Dataset entries:
——

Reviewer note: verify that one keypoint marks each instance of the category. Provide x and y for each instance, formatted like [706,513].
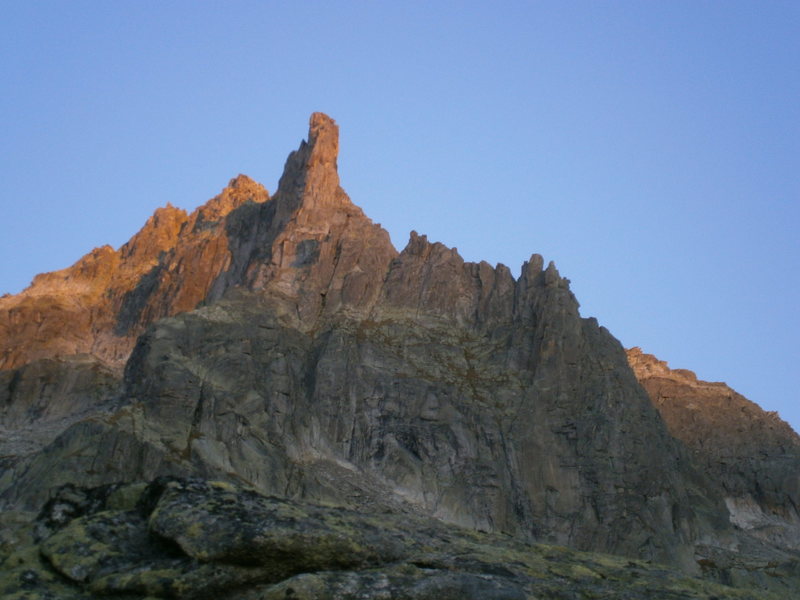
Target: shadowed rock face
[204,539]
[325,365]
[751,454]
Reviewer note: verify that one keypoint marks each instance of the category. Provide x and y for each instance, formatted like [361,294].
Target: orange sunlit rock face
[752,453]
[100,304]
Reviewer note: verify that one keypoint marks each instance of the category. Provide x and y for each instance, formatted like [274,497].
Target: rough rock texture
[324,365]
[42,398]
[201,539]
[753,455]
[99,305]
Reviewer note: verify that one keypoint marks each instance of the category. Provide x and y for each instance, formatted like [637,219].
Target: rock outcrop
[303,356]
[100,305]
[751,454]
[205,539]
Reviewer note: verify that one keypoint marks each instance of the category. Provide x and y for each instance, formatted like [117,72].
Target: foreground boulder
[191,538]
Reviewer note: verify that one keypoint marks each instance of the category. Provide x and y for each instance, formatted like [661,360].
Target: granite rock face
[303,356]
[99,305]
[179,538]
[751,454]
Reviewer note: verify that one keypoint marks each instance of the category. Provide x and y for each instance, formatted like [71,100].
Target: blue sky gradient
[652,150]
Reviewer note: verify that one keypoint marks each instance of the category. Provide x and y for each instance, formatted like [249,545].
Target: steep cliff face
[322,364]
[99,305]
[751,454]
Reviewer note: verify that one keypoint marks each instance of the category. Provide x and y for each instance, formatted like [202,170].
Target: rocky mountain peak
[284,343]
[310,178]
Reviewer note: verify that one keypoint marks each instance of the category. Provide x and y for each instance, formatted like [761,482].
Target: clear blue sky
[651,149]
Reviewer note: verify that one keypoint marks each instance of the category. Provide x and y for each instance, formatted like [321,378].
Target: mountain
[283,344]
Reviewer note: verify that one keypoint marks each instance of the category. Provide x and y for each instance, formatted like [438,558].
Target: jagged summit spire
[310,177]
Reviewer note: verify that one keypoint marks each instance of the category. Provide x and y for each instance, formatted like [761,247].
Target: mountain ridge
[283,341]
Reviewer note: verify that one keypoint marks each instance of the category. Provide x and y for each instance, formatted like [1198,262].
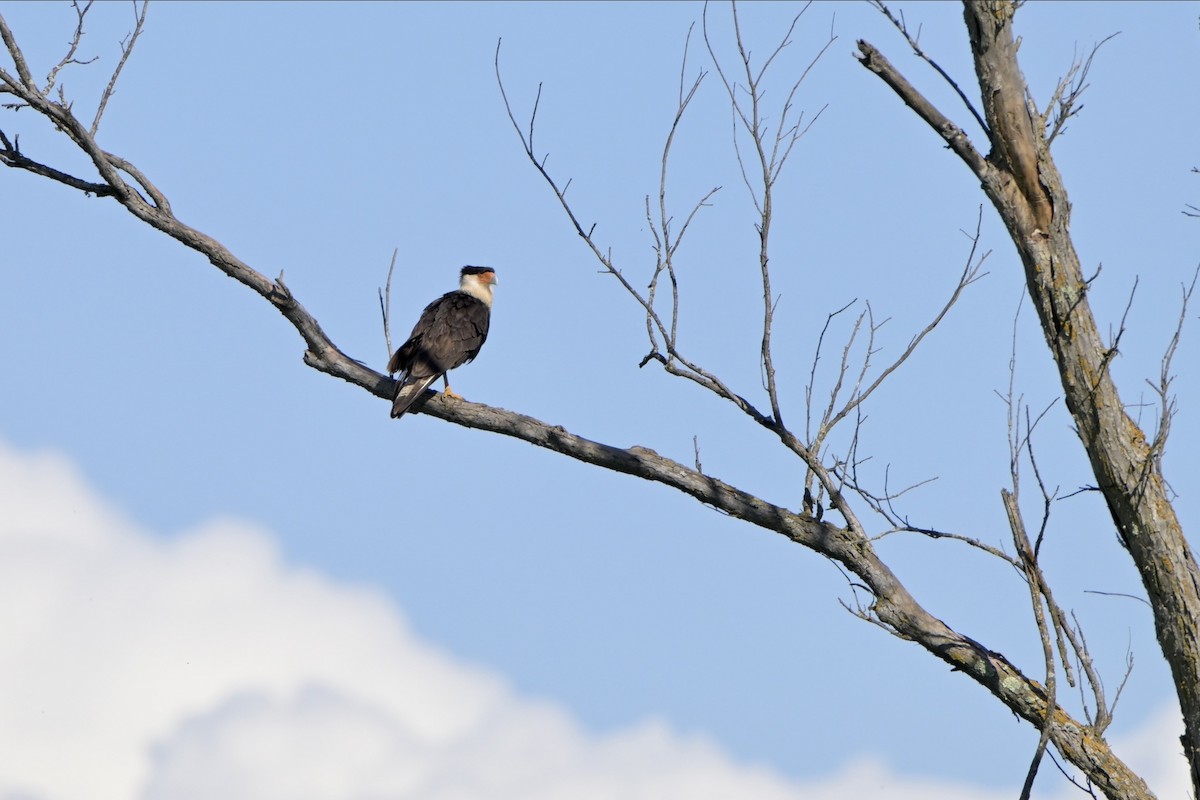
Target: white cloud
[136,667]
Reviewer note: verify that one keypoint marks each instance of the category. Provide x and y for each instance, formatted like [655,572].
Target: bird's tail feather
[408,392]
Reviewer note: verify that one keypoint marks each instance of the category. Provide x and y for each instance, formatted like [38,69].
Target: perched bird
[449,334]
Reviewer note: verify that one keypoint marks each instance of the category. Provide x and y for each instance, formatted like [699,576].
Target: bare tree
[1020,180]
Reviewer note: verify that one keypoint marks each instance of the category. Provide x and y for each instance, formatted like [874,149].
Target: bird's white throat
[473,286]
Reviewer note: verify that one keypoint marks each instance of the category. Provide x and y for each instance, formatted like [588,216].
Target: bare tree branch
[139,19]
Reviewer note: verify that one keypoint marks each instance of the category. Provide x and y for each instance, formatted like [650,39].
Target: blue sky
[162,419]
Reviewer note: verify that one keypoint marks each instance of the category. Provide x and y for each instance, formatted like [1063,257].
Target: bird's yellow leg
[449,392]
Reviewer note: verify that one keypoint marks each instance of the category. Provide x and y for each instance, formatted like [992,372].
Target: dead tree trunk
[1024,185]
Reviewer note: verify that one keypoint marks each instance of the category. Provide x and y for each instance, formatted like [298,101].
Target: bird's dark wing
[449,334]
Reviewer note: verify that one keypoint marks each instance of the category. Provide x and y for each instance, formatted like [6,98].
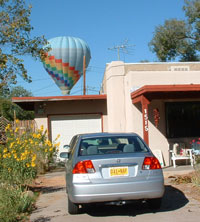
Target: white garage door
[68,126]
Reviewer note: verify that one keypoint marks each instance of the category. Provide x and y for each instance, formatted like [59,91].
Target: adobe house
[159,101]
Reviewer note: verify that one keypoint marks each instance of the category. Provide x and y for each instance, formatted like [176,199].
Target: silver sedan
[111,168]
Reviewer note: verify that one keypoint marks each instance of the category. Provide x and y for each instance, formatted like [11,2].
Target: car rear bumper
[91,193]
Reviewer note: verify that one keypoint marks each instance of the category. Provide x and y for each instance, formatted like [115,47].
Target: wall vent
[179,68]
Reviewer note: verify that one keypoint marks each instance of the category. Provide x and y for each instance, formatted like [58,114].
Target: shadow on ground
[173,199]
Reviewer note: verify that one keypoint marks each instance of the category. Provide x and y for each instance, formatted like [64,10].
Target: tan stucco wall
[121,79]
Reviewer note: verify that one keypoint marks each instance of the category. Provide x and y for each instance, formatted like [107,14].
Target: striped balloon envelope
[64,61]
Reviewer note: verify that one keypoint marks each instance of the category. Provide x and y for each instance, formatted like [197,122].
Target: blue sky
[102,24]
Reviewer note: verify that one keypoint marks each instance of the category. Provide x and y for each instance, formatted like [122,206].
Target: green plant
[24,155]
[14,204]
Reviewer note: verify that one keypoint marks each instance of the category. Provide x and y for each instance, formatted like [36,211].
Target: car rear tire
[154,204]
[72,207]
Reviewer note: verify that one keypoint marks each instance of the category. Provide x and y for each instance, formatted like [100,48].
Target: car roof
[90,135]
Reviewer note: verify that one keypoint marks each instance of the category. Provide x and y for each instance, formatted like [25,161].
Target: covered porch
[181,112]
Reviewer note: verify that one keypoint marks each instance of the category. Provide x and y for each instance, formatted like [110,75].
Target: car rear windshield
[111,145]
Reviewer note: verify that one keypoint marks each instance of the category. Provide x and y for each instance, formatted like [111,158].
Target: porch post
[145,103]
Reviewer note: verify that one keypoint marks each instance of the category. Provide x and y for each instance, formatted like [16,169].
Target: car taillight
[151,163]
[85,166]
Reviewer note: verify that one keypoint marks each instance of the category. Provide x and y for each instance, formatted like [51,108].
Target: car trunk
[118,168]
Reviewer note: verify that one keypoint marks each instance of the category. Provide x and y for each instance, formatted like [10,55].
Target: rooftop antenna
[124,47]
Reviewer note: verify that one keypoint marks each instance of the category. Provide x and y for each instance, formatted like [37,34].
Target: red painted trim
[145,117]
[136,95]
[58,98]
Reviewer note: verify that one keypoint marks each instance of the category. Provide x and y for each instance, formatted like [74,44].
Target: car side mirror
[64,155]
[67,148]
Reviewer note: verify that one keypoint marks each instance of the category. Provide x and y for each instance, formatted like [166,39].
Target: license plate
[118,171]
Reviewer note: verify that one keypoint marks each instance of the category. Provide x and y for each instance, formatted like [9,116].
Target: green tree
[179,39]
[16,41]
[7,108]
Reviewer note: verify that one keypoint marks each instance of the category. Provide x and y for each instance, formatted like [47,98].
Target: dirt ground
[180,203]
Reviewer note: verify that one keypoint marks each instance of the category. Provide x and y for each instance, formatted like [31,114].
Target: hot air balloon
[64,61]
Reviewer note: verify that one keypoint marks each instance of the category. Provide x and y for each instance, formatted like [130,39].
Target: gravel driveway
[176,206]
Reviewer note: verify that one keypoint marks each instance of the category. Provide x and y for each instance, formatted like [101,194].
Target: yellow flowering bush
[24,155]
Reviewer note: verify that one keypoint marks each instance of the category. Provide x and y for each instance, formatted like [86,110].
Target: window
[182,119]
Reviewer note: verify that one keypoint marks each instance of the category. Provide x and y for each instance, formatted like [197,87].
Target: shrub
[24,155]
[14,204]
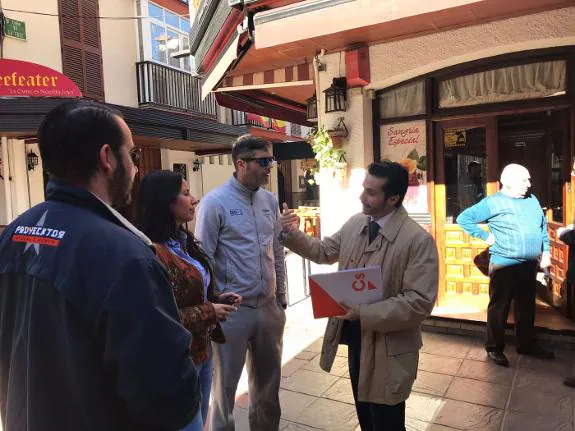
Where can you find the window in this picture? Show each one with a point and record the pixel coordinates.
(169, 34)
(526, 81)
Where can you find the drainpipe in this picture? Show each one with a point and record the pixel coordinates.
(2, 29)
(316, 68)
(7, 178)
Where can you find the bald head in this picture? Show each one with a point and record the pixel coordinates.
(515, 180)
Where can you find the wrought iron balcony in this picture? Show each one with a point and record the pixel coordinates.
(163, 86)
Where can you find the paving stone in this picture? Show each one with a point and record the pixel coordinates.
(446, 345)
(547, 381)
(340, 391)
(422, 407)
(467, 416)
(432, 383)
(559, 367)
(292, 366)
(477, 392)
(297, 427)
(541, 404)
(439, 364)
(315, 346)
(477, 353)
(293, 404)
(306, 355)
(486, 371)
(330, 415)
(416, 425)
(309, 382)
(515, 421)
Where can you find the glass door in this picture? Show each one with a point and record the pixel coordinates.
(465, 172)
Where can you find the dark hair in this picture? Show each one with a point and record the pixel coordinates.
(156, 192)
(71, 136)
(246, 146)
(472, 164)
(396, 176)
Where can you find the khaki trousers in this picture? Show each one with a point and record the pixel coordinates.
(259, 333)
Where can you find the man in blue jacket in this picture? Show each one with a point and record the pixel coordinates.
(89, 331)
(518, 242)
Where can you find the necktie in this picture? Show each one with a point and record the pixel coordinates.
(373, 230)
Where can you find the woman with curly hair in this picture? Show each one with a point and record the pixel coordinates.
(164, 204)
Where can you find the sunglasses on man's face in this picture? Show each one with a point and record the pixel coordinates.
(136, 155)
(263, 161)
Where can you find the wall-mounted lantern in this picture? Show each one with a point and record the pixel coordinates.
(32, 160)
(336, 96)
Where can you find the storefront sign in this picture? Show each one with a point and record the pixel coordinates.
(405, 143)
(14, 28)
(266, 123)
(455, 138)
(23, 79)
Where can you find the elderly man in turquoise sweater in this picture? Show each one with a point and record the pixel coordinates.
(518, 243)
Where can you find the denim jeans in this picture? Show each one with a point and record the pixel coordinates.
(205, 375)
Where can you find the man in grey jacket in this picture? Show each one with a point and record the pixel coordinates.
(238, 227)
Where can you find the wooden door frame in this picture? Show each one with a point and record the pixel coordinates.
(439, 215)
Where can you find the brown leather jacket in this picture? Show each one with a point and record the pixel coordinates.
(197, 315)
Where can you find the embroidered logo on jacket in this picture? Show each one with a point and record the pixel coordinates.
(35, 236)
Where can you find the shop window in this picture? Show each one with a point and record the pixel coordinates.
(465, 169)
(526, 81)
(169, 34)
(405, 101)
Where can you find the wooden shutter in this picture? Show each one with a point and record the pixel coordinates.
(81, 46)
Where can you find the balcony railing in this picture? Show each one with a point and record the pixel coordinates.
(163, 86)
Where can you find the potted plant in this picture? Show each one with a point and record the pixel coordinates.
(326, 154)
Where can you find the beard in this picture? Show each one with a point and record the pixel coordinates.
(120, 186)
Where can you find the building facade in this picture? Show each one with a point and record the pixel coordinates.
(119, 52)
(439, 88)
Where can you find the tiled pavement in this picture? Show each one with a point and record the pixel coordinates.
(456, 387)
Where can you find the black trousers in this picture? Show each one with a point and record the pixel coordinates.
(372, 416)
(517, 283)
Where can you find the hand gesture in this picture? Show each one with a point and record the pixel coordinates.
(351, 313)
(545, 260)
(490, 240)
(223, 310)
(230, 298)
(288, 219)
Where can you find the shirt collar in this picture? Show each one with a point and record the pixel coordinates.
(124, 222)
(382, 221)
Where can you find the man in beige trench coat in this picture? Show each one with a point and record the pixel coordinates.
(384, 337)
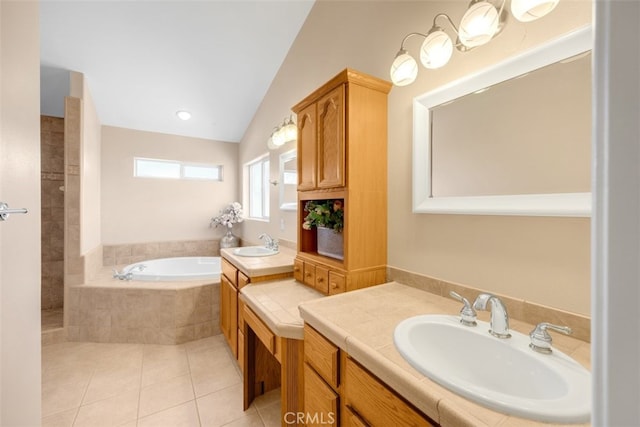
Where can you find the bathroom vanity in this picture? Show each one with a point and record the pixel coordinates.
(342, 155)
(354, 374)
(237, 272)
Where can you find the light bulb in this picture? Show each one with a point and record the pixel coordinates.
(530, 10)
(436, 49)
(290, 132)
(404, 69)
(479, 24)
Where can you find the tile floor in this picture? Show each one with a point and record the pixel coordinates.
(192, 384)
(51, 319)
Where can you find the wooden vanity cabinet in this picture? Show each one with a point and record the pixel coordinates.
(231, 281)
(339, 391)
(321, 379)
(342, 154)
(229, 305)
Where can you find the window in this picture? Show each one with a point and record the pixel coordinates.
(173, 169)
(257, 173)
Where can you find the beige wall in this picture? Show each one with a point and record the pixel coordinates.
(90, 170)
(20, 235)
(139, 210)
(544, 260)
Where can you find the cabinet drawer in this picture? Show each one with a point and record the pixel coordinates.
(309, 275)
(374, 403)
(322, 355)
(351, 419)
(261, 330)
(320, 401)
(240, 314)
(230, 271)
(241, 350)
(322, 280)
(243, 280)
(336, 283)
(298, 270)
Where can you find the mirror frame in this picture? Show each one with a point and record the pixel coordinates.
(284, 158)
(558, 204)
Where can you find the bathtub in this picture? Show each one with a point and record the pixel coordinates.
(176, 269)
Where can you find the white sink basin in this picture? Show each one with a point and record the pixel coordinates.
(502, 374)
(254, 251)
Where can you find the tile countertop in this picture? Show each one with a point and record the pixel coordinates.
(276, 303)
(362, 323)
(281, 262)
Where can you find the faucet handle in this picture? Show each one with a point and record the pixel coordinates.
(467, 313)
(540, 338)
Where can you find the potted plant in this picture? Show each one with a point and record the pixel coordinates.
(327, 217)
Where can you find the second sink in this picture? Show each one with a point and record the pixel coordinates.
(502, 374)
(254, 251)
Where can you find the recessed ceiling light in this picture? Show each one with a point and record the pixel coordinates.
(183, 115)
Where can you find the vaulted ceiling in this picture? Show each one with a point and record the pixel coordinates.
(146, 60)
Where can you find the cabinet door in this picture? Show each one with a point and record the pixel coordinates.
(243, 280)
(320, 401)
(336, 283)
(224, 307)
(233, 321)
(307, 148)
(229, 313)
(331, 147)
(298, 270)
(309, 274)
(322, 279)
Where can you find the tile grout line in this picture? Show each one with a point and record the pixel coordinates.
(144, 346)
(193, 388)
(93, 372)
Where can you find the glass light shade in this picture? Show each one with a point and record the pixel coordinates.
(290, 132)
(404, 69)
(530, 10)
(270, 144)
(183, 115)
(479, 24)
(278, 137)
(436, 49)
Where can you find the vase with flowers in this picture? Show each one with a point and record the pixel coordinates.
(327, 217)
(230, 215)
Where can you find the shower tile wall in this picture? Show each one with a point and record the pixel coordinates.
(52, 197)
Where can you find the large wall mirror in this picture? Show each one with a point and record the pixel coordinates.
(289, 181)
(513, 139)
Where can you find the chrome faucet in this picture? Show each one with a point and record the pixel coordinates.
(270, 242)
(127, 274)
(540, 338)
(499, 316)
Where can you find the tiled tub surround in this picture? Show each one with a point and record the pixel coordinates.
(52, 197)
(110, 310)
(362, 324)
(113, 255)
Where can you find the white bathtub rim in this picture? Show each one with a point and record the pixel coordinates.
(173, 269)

——

TASK TO CARRY OUT »
All that should be returned is the run of lines from the start of the entries above to the line bearing "formatted like [637,219].", each exact, with pictures omitted.

TASK OUTPUT »
Reviewer note: verify that one keypoint marks each instance of the category. Provide x and y for each instance, formatted like [706,513].
Target: shadowed rock face
[204,539]
[325,365]
[751,454]
Reviewer note: verify that one keypoint marks each instance of the category. Provide x and y for each instance, formatted like [361,294].
Target: orange sunlit rock face
[752,453]
[100,304]
Reviewer note: verify that one keypoint marks each instance of the category. Provide x and y for each instance, formatted like [274,497].
Target: rough rock texture
[324,365]
[42,398]
[201,539]
[753,455]
[99,305]
Reviewer note: verify that one keypoint marks each instance of the category. Provide x and y for each instance, formatted like [637,219].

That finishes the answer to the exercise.